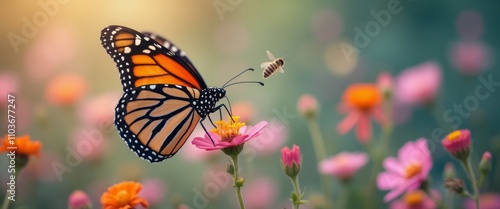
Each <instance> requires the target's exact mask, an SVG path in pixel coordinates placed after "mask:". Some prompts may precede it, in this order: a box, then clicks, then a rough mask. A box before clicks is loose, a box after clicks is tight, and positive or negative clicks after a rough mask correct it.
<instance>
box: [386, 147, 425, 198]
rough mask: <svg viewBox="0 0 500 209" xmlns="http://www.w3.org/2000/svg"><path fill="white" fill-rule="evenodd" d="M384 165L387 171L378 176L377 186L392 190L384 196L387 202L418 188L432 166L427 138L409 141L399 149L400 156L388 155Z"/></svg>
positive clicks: (419, 186)
mask: <svg viewBox="0 0 500 209" xmlns="http://www.w3.org/2000/svg"><path fill="white" fill-rule="evenodd" d="M383 167H384V168H385V170H386V171H385V172H382V173H379V175H378V176H377V186H378V188H379V189H380V190H391V191H390V192H389V193H387V195H386V196H385V197H384V201H385V202H389V201H391V200H393V199H394V198H396V197H397V196H399V195H401V194H402V193H404V192H406V191H412V190H415V189H418V188H419V187H420V184H421V183H422V182H423V181H425V180H426V179H427V176H428V175H429V171H430V170H431V168H432V158H431V154H430V151H429V148H428V146H427V141H426V139H424V138H420V139H418V140H417V141H415V142H413V141H410V142H407V143H406V144H405V145H403V147H402V148H401V149H399V151H398V158H394V157H387V158H386V159H385V160H384V162H383Z"/></svg>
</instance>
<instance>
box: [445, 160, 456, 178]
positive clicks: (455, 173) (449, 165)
mask: <svg viewBox="0 0 500 209" xmlns="http://www.w3.org/2000/svg"><path fill="white" fill-rule="evenodd" d="M443 177H444V179H445V180H446V179H449V178H455V177H457V172H456V171H455V166H453V163H446V164H445V165H444V172H443Z"/></svg>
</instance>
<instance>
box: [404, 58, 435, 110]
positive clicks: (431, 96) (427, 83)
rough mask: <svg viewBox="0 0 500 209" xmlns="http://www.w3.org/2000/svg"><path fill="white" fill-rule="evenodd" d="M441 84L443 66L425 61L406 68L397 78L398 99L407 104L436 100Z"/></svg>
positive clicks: (409, 104)
mask: <svg viewBox="0 0 500 209" xmlns="http://www.w3.org/2000/svg"><path fill="white" fill-rule="evenodd" d="M440 85H441V67H440V66H439V65H438V64H437V63H435V62H432V61H431V62H425V63H422V64H419V65H415V66H412V67H409V68H407V69H405V70H404V71H403V72H401V73H400V74H399V76H398V77H397V78H396V92H395V93H396V99H397V100H398V101H399V102H401V103H402V104H405V105H421V104H425V103H428V102H431V101H432V100H434V98H435V97H436V96H437V93H438V91H439V87H440Z"/></svg>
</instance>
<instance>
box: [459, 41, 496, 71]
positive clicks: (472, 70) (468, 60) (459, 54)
=-=-=
TO DO: Reproduce the records from their beginning through the line containing "box: [386, 147, 425, 198]", both ends included. Leave the pictures out of your answer.

WRITTEN ANSWER:
Each <instance> requires the target's exact mask, an SVG path in pixel coordinates placed after "mask:". Some prompts may precede it, in this order: a box, then clicks, then a rough mask. A box before clicks is loose, a box after clicks is tight, and positive or negative clicks after a rough mask correct it.
<instance>
box: [386, 147, 425, 198]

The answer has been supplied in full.